Author: jscott

The witching hour: How illegal datetimes get stored into MySQL in US timezones

Most companies make a mistake at the very beginning.  They set their system time zone to Eastern, Central, Mountain, or Pacific time.  Then, they install their database on it.  They use all manner of timestamp and date types and insert terabytes of data.  After that, it becomes almost impossible (in terms of being worth the effort) to change it some months or years later when the company has a popular product or service.  One of the unfortunate issues that may arise is illegal datetimes.

On Sunday, March 11, 2018, when US time zones switched To daylight savings time, there was no 2AM hour.  When we switch back to normal time on Sunday November 4,  there will be two 2AM hours.

Inevitably, out of many database servers and many different types of application servers, some data manages to get inserted into MySQL with an illegal datetime during the 2AM hour on the “spring forward” date.  Each year, developers ask the question about application errors arising from it.

Here is an illustration of how it happens.

Given the following table definition:

CREATE TABLE `ts_test` (
  `js_ts` timestamp NOT NULL DEFAULT CURRENT_TIMESTAMP ON UPDATE CURRENT_TIMESTAMP,
  `js_dt` datetime NOT NULL
) ENGINE=InnoDB DEFAULT CHARSET=utf8;

Let’s now try to insert some data.

mysql> insert into ts_test (js_ts,js_dt) values ('2018-03-11 02:12:00','2018-03-11 02:12:00');
ERROR 1292 (22007): Incorrect datetime value: '2018-03-11 02:12:00' for column 'js_ts' at row 1

We got an error for the datetime column.  This is good right?  MySQL is protecting us from inserting a bad value.  So – if I’m running… let’s see here, what am I running.  MySQL 5.7.21 — there should be no issue, Right?  Maybe this was yesterday’s issue on a different version of MySQL?….

Not so fast.

What about your ORM?  Is your ORM giving any specific instructions to the database for inserts and updates to datetimes?  If so, maybe… something like THIS is happening.

mysql> set session time_zone='-5:00';
Query OK, 0 rows affected (0.00 sec)
mysql> insert into ts_test (js_ts,js_dt) values ('2018-03-11 02:12:00','2018-03-11 02:12:00');
Query OK, 1 row affected (0.00 sec)

mysql> select * from ts_test;
+---------------------+---------------------+
| js_ts               | js_dt               |
+---------------------+---------------------+
| 2018-03-11 02:12:00 | 2018-03-11 02:12:00 |
+---------------------+---------------------+
1 row in set (0.00 sec)

Hm.  So, if we set the session time zone to UTC -5, the insert succeeds.  That must mean that MySQL has made this “right”.  If I query again after disconnecting from this session and starting a fresh one in daylight savings time – what will happen?  Both timestamps will advance and show 3AM…. right?

mysql> select * from ts_test;
+---------------------+---------------------+
| js_ts               | js_dt               |
+---------------------+---------------------+
| 2018-03-11 03:12:00 | 2018-03-11 02:12:00 |
+---------------------+---------------------+
1 row in set (0.00 sec)

Wrong.

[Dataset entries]

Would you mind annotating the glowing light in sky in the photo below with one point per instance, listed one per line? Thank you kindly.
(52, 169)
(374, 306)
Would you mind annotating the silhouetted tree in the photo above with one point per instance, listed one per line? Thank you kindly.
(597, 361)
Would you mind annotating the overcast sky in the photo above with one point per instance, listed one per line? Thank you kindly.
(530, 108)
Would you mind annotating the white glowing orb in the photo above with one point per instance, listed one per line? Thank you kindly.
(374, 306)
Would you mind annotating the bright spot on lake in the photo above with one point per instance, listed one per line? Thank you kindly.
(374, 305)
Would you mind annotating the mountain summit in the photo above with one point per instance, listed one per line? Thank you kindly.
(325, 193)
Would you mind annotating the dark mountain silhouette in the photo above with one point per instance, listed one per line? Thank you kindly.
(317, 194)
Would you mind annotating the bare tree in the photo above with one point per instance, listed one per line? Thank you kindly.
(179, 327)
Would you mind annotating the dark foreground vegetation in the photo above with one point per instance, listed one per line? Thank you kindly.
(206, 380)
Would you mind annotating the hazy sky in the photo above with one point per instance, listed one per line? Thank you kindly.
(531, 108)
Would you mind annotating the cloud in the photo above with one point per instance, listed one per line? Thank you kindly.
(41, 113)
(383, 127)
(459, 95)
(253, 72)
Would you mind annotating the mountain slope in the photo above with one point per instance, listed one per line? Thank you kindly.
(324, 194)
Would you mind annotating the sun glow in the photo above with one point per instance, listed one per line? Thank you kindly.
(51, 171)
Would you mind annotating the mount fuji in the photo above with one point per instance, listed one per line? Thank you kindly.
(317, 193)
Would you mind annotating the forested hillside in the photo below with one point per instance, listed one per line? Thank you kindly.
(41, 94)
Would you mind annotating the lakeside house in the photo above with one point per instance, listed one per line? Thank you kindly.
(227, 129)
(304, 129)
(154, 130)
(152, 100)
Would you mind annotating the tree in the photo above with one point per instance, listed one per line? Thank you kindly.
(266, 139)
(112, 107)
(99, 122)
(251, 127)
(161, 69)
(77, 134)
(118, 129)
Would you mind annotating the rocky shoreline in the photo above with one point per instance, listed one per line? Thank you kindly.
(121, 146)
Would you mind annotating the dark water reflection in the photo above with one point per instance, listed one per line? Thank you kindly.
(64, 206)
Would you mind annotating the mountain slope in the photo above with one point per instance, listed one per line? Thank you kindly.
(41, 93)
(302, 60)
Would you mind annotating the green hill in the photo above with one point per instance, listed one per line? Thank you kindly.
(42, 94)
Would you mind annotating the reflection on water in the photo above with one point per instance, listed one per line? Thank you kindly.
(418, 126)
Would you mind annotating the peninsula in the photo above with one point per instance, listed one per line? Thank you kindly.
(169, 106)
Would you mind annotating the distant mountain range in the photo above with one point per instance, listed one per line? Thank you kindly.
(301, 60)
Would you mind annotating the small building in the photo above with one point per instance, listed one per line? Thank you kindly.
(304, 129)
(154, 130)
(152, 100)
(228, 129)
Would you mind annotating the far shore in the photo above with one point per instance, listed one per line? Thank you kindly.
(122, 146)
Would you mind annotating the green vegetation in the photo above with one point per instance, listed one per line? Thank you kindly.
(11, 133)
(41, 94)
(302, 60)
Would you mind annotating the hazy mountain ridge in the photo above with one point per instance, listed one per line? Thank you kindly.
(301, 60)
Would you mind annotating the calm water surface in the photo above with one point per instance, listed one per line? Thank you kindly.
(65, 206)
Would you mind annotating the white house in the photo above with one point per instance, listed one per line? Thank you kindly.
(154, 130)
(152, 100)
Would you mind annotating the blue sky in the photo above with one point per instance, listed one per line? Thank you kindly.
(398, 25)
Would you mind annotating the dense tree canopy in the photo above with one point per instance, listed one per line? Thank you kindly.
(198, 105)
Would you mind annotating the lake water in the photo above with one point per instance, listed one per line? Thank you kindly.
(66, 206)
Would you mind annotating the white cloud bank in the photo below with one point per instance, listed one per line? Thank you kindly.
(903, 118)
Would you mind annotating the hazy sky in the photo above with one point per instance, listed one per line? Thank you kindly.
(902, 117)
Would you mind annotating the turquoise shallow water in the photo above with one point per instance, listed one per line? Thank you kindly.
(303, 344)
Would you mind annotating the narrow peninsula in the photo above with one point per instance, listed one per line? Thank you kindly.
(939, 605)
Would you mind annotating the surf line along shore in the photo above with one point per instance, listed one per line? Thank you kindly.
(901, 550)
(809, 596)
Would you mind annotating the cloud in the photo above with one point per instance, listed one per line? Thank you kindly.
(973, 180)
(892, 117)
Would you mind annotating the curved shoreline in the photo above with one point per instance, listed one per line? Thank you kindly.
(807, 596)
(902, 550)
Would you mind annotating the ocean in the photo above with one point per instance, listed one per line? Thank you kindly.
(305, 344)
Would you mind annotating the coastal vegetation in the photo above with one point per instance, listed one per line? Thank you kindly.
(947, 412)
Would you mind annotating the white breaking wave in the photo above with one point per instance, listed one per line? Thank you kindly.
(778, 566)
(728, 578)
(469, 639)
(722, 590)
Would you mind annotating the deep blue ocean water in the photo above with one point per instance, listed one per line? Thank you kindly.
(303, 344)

--- Job 1 ---
Which US time zones does the post on illegal MySQL datetimes name as common choices for a company's system time zone?
--- Job 2 ---
Pick up the post on illegal MySQL datetimes where it stops and write what comes next.
These records have no role in this work.

--- Task answer 1 ---
Eastern, Central, Mountain, Pacific

--- Task answer 2 ---
The timestamp column adjusted.  The datetime one did not.  I now have a situation that my application is not going to like.  My applications above this database will error on the js_dt column value because it’s an illegal datetime.

What if I open up a virtual machine, create the same table, set the system time back to just before the time change, establish a MySQL session to the database server, leave that connection open, and continue to insert rows as the time changes.

I ran:

~# date -s "11 Mar 2018 01:59:30";
> insert into ts_test values (now(),now()); # repeatedly

… and as we went over the time change, MySQL did the right thing with the now() function and the session as far as I could tell.

| 2018-03-11 01:59:55 | 2018-03-11 01:59:55 |
| 2018-03-11 01:59:57 | 2018-03-11 01:59:57 |
| 2018-03-11 01:59:58 | 2018-03-11 01:59:58 |
| 2018-03-11 01:59:59 | 2018-03-11 01:59:59 |
| 2018-03-11 03:00:00 | 2018-03-11 03:00:00 |
| 2018-03-11 03:00:01 | 2018-03-11 03:00:01 |
| 2018-03-11 03:00:02 | 2018-03-11 03:00:02 |
| 2018-03-11 03:00:03 | 2018-03-11 03:00:03 |
| 2018-03-11 03:00:04 | 2018-03-11 03:00:04 |

I did not have applications at hand to try a PHP session or a java session inserting data second by second as we passed over the time change.

Most of the time we see this in the real world, the datetime datapoints are only few seconds past 2AM.  It is my belief that ORMs and software in general can set a specific offset from UTC, set it in the database session, and fail to change it because of an operation taking a few seconds and completing after the time change.

Let’s recap.

Q: How do bad datetime values get into the database?

  • Because application ORMs and other session originators can explicitly set the session offset from UTC.
  • Because a session connected prior to the time change may still have the previous time zone setting.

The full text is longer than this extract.